PAGE EXTRACT

%%

Thank you, thank you, thank you guys at Chain Reaction Cycles! My 9:ZERO:7 frame and rims are awesome!! I hope to not disappoint, speaking of which I should probably go for a ride.

So there you have it. I am very spoiled. I have an amazing snow bike, 9:ZERO:7, and mountain bike, Trek/Fisher Superfly 100. My stable is stacked and I am grateful.

Also, special shout out to Matt at Rochester Cycling and Fitness. Sure I work there, but he never winces when I work late into the night after hours on my own stuff. First class shop, top bikes!

Less bloggy bloggy, more worky worky.

Wednesday, December 08, 2010

For sale: the Super Pugsley,


My new bike is a hair's breath from done, but here is the 18" Pugsley that is for sale (missing cassette in picture). It is much better in spec than what you can by new, and most of the parts are new or close to it. Much lighter than the stock spec and you get a custom 100mm fork with dual bottle mounts on the back with custom superlight racks(all recently powder coated). Are you looking to do an adventure? This is your bike.

$1,350 with racks, $1,200 without.

About the 100mm front fork. The idea of 2 rear wheels sounds great, but in practice the "other" rear wheel never gets used. Using a standard front wheel you get a much lighter set up and can install it on a fork mounted rack without adapters.

charlytri (at) yahoo (dot) com

I bolded the upgrades you would find over stock:

FrameSurly Pugsley , Surly 4130 CroMoly steel. Main triangle double butted. TIG-welded. Purple. Custom removable rack. Frame Saver applied.
Fork Custom 100mm front fork with dual bottle mounts and custom removable rack. Frame Saver Applied.
Seatpost Clamp Surly Stainless , 30.0mm. Black
Crankset TruVativ , 22/32/44t. Black, BRAND NEW
Bottom Bracket FSA DH, more durable than the Truvativ, BRAND NEW
Cassette Sram (forget the model)
Front Derailleur Shimano LX E-Type , FD-M660. Topswing, dual pull
Rear Derailleur Shimano Deore , RD-M591 SGS Top Normal. Black
Headset WTB Greaseguard
Stem Bontrager , 1-1/8" threadless. Forged. 31.8mm clamp
Handlebar Cannondale house brand, small rise, pretty wide. New
Grips Pro lock on grips NEW.

%%

REQUEST
In the bike blog post, condense the paragraph that begins "About the 100mm front fork" into a shorter version that keeps its main facts.

(Raw records)
%%

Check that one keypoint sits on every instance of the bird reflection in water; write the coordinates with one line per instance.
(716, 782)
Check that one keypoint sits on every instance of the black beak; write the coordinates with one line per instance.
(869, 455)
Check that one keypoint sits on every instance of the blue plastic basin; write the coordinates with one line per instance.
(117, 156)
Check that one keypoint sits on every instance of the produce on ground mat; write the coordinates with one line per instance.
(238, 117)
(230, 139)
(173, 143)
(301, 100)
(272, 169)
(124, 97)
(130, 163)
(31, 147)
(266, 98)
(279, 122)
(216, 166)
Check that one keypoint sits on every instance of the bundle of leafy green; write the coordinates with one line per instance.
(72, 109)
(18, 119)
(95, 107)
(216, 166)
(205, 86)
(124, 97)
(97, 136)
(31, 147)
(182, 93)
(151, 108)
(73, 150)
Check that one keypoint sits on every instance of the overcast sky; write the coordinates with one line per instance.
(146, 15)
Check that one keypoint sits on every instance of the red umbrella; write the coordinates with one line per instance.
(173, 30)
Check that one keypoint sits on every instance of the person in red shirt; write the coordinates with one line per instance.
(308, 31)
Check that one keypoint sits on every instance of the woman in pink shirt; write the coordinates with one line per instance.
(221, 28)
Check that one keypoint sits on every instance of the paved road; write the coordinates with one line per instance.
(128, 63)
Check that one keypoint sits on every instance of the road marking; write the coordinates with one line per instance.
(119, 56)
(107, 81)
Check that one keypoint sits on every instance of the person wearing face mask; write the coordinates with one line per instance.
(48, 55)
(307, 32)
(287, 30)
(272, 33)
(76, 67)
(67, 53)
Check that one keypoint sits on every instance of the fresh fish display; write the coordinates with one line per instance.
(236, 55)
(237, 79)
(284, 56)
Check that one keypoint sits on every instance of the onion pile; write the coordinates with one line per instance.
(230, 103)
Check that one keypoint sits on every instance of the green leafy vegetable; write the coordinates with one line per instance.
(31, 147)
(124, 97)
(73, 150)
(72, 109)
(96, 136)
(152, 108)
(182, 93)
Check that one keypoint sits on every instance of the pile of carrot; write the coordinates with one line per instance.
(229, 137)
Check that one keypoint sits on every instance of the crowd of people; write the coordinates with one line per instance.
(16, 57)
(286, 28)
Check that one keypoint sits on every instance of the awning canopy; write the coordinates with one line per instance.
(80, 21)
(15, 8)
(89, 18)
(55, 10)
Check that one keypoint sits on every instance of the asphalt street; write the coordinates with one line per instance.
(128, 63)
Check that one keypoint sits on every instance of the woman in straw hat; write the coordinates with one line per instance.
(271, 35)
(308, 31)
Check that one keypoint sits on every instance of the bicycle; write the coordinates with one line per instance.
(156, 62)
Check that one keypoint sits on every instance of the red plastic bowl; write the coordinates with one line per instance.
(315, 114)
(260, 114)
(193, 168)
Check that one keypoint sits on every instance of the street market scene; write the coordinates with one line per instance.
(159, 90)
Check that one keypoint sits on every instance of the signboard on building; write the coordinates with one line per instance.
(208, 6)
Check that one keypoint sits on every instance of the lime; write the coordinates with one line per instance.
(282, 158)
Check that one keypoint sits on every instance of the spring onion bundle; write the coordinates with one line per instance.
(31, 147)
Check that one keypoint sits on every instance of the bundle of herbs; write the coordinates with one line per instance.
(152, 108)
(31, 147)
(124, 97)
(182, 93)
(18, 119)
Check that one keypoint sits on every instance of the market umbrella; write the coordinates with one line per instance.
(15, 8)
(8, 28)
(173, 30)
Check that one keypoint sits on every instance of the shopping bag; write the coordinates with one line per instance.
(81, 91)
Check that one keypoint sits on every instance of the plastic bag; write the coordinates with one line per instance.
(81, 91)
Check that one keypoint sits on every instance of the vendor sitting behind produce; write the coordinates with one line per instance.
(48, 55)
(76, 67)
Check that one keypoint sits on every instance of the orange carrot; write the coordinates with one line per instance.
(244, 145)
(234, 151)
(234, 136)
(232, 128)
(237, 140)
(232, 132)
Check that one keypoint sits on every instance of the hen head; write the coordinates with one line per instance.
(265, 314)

%%

CORRECT ANSWER
On the 100mm front fork: two rear wheels sound good, but the "other" rear wheel never gets used. A standard front wheel makes the setup much lighter and fits a fork-mounted rack without adapters.